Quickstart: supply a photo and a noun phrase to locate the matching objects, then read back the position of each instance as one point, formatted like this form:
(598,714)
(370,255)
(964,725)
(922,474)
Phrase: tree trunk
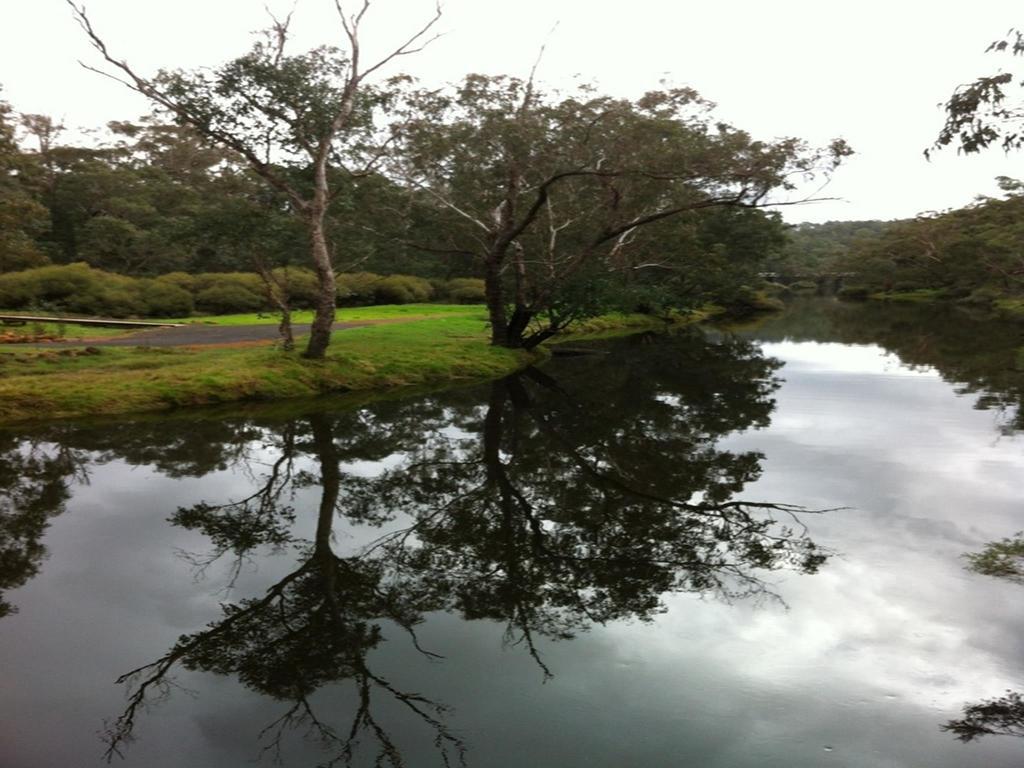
(285,329)
(320,332)
(496,301)
(517,326)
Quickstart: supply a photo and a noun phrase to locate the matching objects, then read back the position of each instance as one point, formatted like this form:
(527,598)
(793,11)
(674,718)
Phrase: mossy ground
(448,348)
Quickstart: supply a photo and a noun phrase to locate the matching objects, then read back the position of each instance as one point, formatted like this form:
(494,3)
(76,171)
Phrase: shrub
(804,286)
(854,293)
(184,281)
(164,299)
(357,288)
(300,285)
(402,289)
(984,296)
(228,298)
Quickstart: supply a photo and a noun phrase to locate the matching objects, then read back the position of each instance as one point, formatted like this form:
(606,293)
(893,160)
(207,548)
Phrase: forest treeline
(146,218)
(973,254)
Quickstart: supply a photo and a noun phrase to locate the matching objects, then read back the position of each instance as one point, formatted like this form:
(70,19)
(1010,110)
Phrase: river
(739,547)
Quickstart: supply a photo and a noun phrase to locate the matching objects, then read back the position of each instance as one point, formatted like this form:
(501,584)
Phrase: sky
(873,73)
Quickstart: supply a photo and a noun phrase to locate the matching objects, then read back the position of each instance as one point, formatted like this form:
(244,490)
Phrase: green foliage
(1004,559)
(464,291)
(357,288)
(979,114)
(973,253)
(816,249)
(164,299)
(804,286)
(402,290)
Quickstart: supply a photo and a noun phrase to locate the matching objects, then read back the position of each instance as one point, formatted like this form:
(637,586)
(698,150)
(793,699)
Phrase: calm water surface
(738,548)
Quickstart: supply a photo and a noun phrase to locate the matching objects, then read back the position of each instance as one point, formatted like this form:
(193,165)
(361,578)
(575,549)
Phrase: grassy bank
(440,346)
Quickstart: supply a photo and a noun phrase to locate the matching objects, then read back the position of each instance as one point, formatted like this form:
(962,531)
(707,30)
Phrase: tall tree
(22,216)
(979,114)
(289,118)
(545,188)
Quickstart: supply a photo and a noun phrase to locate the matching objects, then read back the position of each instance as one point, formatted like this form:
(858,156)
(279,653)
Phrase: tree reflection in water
(550,507)
(1003,716)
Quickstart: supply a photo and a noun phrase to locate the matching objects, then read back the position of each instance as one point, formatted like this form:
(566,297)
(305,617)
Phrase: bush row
(79,288)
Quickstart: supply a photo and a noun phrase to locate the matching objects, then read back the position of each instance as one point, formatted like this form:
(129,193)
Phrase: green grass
(59,383)
(65,331)
(444,349)
(349,314)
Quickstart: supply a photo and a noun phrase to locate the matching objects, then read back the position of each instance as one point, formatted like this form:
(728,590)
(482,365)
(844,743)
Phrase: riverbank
(45,383)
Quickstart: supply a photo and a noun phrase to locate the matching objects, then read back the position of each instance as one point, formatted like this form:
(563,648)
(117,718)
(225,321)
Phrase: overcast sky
(870,72)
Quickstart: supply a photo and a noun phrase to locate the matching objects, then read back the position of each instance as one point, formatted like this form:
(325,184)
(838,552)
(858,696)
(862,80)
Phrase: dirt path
(195,335)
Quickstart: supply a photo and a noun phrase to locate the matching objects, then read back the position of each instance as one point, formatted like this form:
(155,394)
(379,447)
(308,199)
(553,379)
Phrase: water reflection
(1005,715)
(981,355)
(546,505)
(35,480)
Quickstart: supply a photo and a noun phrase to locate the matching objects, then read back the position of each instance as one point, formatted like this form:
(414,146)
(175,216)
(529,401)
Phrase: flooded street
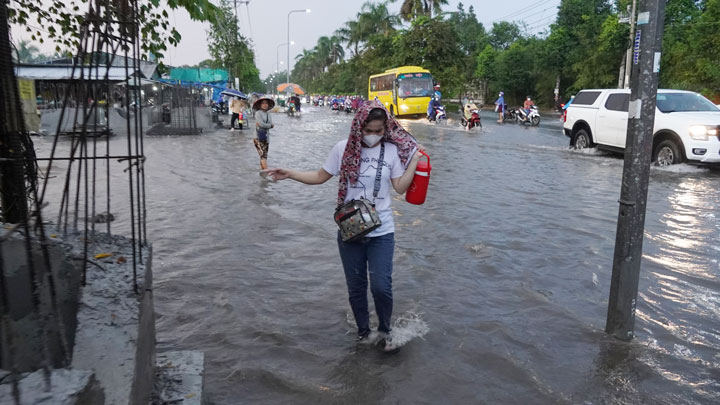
(508,264)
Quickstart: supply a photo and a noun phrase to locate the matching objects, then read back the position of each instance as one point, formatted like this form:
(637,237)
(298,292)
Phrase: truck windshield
(415,85)
(676,102)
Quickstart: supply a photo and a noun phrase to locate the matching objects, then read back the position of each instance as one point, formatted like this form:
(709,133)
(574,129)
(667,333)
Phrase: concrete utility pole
(13,196)
(629,51)
(292,11)
(636,170)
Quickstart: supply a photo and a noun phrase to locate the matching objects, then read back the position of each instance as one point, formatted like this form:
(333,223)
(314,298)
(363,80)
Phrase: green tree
(503,34)
(230,50)
(25,52)
(62,20)
(412,9)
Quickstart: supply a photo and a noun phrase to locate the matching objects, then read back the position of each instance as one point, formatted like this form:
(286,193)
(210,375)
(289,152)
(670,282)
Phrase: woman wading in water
(374,137)
(263,124)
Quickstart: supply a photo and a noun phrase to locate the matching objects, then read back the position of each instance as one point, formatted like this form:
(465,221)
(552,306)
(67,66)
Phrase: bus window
(381,83)
(415,85)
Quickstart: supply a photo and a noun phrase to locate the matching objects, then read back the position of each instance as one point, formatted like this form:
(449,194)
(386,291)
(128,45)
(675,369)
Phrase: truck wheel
(582,140)
(667,153)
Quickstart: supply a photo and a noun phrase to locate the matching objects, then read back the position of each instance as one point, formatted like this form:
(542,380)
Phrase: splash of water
(405,328)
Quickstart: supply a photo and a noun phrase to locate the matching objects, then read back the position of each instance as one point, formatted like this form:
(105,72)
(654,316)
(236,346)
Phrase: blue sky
(267,25)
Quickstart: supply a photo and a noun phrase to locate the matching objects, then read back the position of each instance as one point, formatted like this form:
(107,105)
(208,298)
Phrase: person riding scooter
(471,115)
(295,100)
(432,108)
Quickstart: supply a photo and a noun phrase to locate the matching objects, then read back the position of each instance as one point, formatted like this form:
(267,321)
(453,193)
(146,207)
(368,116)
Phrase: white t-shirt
(392,169)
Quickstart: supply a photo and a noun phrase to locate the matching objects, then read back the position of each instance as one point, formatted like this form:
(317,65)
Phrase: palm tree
(337,52)
(412,9)
(26,52)
(350,34)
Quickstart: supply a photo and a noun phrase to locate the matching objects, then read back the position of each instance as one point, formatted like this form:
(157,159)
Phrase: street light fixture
(293,11)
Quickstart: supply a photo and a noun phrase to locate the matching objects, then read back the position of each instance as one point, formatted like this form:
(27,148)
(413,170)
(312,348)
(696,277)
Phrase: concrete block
(179,378)
(67,387)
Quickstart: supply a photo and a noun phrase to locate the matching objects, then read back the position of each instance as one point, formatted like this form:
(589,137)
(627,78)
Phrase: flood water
(501,278)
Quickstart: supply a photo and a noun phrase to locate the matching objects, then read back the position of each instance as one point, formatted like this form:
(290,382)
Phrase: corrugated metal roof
(59,72)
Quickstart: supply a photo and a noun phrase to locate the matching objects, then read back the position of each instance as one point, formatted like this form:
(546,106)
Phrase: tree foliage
(62,20)
(230,50)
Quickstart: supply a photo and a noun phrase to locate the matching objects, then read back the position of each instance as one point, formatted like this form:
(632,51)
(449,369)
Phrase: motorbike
(474,120)
(510,114)
(440,116)
(532,118)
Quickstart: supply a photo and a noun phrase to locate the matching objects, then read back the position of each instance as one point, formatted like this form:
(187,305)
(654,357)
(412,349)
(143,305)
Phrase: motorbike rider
(500,105)
(432,107)
(469,107)
(296,100)
(527,105)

......

INSTRUCTION:
Pick out every line of the records that contains the word "foliage", and copy each of those lines.

SOLUTION TO THE PROBLEM:
Phrase: green foliage
Phrase: tree foliage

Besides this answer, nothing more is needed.